TAREA PENDIENTE — Según el pasaje del Evangelio, ¿en qué lugar encontraron los dos discípulos el borrico atado?

Domingo de Ramos en la Pasión del Señor, Ciclo B
Mc 11, 1-10: Docilidad a la GraciaAutor: Padre Luis de Moya
Sitios Web: Fluvium.org, muertedigna.org, luisdemoya.org
Evangelio: Mc 11, 1-10
Al acercarse a Jerusalén, a Betfagé y Betania, junto al
Monte de los Olivos, envió a dos de sus discípulos y les dijo:
—Id a la aldea que tenéis enfrente y nada más entrar en ella encontraréis un
borrico atado, en el que todavía no ha montado nadie; desatadlo y traedlo. Y si
alguien os dice: «¿Por qué hacéis eso?», respondedle: «El Señor lo necesita y
enseguida lo devolverá aquí».
Se marcharon y encontraron un borrico atado junto a una puerta, fuera, en un
cruce de caminos, y lo desataron. Algunos de los que estaban allí les decían:
—¿Qué hacéis desatando el borrico?
Ellos les respondieron como Jesús les había dicho, y se lo permitieron. Entonces
llevaron el borrico a Jesús, echaron encima sus mantos, y se montó sobre él.

REGISTROS LISTADOS —
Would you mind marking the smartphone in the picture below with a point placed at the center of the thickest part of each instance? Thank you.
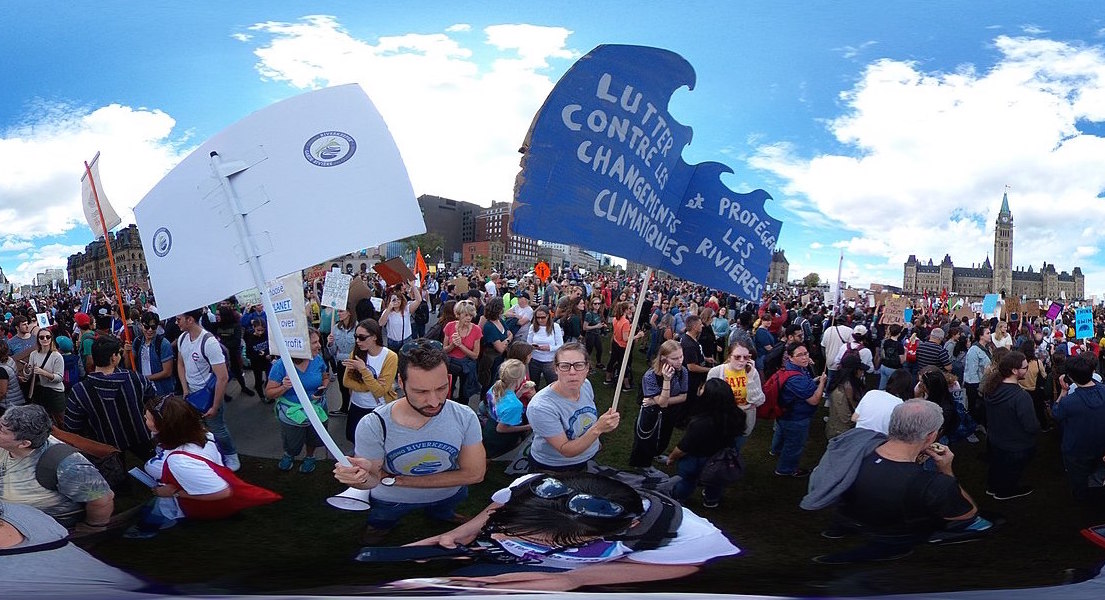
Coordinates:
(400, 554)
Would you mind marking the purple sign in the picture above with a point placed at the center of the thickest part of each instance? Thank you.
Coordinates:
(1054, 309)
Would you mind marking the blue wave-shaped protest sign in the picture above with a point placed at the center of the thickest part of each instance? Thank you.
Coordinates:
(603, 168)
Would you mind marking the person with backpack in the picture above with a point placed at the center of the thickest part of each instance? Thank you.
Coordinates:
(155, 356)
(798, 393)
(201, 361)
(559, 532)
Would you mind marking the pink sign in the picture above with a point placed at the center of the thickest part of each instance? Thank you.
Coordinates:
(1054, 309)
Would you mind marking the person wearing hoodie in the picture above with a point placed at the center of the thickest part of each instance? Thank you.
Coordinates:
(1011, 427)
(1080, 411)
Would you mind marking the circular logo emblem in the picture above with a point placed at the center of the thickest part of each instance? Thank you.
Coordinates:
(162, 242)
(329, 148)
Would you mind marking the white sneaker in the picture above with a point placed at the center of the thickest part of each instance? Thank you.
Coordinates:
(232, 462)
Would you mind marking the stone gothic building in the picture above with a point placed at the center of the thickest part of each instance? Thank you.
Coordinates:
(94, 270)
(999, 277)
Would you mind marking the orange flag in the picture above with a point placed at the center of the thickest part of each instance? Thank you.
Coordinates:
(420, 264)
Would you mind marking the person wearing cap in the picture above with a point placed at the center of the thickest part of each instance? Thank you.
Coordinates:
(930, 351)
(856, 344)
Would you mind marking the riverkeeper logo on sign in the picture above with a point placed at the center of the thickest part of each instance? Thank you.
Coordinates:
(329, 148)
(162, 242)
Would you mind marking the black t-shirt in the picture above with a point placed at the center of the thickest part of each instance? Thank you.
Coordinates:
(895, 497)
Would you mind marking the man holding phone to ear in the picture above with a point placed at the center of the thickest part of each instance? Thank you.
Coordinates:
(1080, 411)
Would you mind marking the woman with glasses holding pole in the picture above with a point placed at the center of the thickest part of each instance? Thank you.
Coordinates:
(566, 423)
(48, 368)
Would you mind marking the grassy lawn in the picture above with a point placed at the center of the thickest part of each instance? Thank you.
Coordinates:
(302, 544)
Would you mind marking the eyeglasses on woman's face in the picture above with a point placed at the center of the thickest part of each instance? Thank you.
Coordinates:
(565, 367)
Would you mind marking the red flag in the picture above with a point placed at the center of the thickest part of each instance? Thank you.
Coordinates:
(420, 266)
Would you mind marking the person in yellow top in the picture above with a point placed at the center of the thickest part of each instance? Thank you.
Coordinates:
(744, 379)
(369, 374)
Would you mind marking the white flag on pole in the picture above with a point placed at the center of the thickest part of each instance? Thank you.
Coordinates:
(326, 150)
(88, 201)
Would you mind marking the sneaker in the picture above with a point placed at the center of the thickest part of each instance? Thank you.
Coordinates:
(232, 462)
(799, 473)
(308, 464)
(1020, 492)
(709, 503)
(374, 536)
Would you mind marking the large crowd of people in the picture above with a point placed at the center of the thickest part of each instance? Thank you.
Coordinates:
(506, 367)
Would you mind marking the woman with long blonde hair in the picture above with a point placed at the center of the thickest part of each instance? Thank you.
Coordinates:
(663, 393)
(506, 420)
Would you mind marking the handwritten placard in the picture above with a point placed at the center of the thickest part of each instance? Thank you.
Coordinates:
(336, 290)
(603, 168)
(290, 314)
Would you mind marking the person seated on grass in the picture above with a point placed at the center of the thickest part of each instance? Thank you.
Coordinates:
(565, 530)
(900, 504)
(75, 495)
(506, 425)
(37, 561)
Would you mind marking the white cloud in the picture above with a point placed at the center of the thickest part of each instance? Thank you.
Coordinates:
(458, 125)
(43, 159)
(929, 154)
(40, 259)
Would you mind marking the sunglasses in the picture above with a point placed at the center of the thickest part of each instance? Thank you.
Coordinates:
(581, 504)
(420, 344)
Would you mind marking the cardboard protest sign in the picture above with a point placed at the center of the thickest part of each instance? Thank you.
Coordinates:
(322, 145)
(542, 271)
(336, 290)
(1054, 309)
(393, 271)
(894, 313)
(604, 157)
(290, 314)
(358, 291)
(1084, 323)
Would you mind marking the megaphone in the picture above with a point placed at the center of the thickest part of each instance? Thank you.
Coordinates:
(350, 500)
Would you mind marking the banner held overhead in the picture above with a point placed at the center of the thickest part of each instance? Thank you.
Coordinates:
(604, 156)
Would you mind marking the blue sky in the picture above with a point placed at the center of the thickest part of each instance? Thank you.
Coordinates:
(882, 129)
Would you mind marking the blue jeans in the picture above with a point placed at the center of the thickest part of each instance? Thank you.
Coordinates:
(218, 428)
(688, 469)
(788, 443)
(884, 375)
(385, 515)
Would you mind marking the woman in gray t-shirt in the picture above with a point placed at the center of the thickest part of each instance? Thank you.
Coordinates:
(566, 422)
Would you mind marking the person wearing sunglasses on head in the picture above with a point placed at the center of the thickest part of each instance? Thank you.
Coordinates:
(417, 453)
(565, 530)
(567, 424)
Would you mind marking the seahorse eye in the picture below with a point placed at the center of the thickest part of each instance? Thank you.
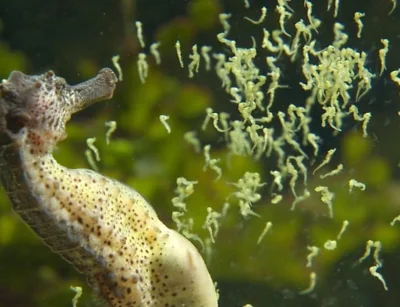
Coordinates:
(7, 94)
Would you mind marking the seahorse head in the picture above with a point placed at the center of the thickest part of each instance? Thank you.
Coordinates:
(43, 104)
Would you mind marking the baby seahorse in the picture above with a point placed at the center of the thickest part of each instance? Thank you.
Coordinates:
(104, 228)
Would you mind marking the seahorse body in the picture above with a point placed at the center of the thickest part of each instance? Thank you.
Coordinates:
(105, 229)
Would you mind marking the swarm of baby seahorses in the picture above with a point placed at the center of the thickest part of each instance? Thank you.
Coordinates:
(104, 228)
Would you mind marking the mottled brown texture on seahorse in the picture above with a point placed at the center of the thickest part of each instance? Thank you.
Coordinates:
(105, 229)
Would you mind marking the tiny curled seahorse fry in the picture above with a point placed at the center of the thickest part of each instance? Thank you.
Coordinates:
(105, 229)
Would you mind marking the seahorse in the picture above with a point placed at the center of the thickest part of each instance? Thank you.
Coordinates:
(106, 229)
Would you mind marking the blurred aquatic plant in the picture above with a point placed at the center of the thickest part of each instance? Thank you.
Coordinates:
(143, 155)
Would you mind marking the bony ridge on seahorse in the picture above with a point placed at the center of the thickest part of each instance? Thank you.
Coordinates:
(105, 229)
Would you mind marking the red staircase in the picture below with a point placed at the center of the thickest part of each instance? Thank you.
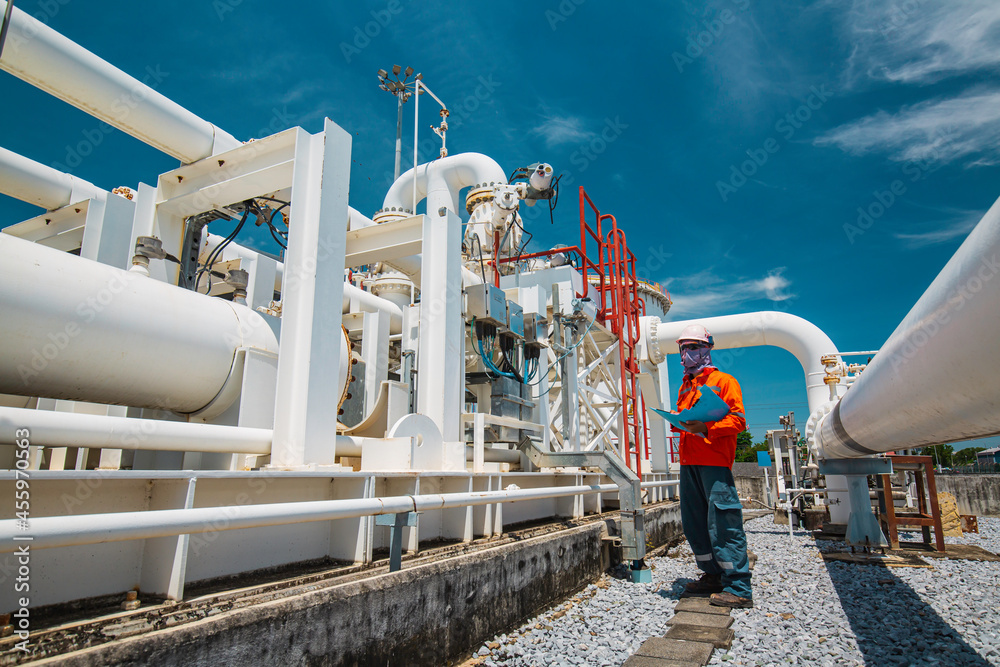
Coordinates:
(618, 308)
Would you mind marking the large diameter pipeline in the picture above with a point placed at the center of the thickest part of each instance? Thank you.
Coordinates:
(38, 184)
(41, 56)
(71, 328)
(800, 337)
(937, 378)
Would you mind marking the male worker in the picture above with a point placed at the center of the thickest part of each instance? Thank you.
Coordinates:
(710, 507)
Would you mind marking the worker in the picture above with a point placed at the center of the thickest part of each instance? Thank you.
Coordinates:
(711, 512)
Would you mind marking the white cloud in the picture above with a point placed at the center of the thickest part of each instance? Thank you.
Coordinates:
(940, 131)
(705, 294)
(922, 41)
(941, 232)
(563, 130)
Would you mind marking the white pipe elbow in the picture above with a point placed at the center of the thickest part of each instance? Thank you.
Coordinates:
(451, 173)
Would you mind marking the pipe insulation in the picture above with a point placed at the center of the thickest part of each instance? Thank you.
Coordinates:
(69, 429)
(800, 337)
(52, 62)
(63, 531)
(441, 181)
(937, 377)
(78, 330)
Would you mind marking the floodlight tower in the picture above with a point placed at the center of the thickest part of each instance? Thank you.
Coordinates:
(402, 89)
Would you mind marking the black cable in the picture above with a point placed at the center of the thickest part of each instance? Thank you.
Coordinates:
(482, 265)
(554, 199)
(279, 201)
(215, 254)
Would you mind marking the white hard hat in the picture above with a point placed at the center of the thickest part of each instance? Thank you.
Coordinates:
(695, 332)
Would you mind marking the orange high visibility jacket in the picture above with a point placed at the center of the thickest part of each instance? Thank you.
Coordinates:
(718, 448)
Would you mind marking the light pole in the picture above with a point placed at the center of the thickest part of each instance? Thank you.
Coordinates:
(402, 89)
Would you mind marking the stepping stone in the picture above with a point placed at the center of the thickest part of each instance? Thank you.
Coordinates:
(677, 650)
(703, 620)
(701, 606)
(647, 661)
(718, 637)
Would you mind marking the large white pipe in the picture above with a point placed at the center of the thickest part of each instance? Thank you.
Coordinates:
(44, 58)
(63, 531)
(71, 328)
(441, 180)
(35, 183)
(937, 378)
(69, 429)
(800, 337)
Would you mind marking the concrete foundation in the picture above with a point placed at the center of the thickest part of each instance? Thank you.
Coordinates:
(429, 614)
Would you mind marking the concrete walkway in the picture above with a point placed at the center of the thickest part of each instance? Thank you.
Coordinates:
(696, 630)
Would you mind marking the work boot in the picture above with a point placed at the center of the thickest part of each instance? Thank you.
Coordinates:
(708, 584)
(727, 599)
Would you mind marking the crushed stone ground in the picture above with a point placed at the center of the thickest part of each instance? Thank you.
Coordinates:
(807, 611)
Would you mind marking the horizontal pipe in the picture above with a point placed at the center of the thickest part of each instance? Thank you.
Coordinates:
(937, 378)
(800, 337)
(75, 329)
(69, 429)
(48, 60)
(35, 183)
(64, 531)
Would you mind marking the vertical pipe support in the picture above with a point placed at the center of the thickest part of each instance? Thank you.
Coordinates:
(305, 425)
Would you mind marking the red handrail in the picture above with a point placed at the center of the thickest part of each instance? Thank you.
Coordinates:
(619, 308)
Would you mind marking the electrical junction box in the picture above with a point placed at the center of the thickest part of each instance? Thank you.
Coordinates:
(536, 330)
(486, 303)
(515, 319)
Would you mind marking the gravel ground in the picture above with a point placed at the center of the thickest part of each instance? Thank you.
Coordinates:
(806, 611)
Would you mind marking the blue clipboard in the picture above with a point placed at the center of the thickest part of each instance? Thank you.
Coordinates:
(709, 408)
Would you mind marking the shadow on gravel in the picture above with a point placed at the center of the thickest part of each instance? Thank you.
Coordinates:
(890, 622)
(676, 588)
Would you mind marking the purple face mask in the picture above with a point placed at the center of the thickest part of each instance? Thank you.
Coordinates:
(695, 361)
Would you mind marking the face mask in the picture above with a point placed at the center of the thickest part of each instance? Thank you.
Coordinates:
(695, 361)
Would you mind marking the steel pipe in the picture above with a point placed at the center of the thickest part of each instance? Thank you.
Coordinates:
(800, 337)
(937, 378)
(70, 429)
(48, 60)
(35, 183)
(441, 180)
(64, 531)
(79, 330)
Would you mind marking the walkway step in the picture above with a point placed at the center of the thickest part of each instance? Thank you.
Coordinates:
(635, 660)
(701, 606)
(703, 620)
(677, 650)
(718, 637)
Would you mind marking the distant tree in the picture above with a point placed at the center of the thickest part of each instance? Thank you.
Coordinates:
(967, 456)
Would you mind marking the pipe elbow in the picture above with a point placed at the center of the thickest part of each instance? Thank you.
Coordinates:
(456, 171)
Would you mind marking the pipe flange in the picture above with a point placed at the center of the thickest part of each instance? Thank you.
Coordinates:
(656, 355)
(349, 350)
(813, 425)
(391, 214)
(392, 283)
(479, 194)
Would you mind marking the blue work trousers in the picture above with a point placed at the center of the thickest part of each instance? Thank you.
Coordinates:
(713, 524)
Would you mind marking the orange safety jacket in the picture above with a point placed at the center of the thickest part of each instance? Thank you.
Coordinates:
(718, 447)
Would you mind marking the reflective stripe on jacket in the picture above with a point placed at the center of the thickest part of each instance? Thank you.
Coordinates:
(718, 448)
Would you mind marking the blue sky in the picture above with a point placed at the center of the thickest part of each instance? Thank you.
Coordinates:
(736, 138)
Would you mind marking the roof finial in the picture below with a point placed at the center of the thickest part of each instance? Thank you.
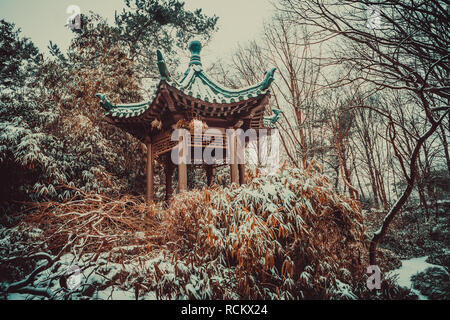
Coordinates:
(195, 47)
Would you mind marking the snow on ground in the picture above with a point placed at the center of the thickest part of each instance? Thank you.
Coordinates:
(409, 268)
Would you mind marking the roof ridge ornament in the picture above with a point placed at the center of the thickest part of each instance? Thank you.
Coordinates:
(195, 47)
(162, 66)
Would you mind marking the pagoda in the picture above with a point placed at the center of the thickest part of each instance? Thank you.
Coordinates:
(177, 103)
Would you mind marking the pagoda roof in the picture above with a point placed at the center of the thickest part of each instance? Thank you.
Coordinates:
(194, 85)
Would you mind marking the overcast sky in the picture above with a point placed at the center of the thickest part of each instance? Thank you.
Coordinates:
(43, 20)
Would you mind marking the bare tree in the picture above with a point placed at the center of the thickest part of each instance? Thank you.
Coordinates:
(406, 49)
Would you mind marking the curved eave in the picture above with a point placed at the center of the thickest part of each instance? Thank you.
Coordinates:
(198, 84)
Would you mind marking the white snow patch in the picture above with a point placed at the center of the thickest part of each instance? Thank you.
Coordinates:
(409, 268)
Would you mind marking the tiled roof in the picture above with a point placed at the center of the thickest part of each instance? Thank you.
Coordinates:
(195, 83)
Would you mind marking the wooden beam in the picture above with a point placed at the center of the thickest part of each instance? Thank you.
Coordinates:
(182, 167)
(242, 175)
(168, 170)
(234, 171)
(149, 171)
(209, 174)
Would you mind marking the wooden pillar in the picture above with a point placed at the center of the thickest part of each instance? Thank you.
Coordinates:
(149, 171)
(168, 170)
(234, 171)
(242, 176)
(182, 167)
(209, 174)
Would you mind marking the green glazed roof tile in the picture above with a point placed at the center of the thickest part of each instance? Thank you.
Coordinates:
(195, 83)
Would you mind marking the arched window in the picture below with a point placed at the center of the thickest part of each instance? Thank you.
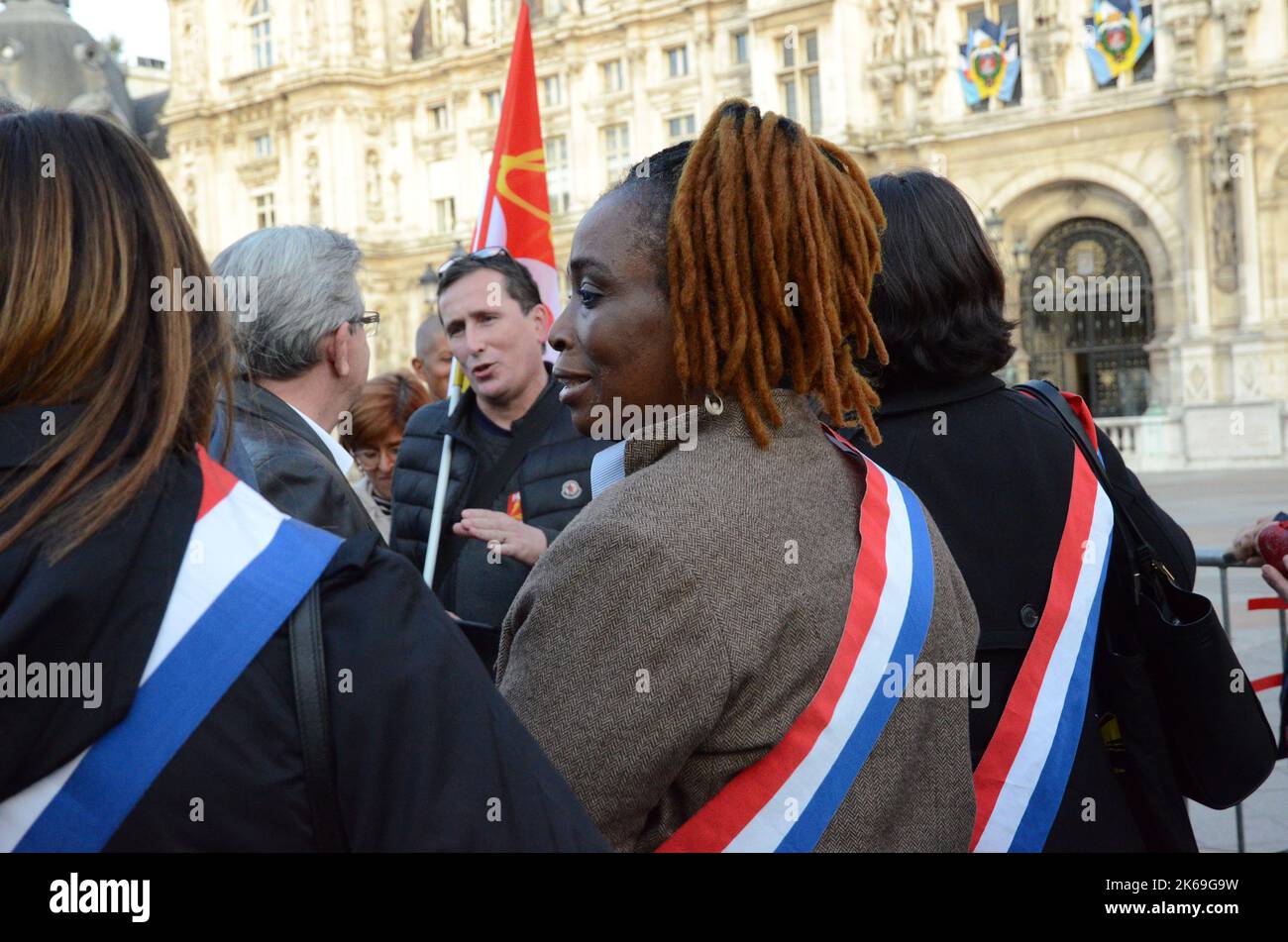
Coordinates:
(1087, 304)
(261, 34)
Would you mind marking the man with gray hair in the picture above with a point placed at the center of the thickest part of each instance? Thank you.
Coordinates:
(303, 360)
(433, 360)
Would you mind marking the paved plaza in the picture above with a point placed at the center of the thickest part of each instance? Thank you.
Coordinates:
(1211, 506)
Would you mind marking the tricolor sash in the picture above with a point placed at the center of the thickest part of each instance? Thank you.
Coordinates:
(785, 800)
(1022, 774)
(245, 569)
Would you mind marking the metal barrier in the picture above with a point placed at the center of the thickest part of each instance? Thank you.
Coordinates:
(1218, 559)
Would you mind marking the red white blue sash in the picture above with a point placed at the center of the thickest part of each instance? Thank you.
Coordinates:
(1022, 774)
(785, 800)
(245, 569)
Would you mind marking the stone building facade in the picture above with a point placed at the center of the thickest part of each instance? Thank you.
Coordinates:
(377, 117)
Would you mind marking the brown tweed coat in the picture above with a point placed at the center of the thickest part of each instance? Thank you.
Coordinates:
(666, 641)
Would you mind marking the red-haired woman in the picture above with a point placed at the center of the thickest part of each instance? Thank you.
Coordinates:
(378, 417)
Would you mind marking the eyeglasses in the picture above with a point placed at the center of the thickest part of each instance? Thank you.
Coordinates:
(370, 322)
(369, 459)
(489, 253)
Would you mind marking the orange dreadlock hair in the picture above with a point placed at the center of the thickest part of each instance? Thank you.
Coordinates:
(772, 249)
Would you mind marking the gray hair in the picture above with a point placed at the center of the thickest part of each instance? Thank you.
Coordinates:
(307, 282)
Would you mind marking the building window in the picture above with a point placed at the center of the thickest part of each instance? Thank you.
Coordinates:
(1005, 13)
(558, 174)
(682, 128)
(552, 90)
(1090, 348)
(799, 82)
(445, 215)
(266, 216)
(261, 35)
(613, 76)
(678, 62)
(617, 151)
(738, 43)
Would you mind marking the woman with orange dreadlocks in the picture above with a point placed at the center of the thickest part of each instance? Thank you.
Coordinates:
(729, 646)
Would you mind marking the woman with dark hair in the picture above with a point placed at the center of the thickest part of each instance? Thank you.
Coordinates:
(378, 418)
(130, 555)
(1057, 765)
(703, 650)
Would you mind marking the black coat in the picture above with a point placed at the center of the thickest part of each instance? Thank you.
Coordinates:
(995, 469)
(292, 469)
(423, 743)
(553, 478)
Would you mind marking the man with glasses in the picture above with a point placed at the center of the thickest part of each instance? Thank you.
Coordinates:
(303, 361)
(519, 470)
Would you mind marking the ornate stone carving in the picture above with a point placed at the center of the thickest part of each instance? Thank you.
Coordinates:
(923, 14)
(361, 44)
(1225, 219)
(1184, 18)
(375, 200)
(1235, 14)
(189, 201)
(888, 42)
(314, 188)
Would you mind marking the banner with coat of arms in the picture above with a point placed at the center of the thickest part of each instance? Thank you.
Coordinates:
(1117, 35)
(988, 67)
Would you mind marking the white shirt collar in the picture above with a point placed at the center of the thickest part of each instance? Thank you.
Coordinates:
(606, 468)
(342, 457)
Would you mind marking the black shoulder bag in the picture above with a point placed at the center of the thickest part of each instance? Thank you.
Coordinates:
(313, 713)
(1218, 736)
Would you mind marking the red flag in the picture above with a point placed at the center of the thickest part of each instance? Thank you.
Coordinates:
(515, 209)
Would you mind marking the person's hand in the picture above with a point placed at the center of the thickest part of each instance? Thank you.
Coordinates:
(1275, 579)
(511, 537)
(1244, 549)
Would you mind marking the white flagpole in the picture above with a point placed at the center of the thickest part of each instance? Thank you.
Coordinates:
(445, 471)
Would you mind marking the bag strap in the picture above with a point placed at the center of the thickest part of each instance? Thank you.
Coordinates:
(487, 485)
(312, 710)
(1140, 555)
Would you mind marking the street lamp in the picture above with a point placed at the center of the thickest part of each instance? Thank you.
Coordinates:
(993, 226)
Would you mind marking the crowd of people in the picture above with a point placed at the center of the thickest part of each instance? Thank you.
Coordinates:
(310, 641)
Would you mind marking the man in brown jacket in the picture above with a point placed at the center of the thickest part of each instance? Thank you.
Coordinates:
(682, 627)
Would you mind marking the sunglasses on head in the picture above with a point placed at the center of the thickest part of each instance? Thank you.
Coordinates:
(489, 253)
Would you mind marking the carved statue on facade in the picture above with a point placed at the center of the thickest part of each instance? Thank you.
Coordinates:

RESULTADO DEL EJERCICIO — Junto a una puerta, fuera, en un cruce de caminos.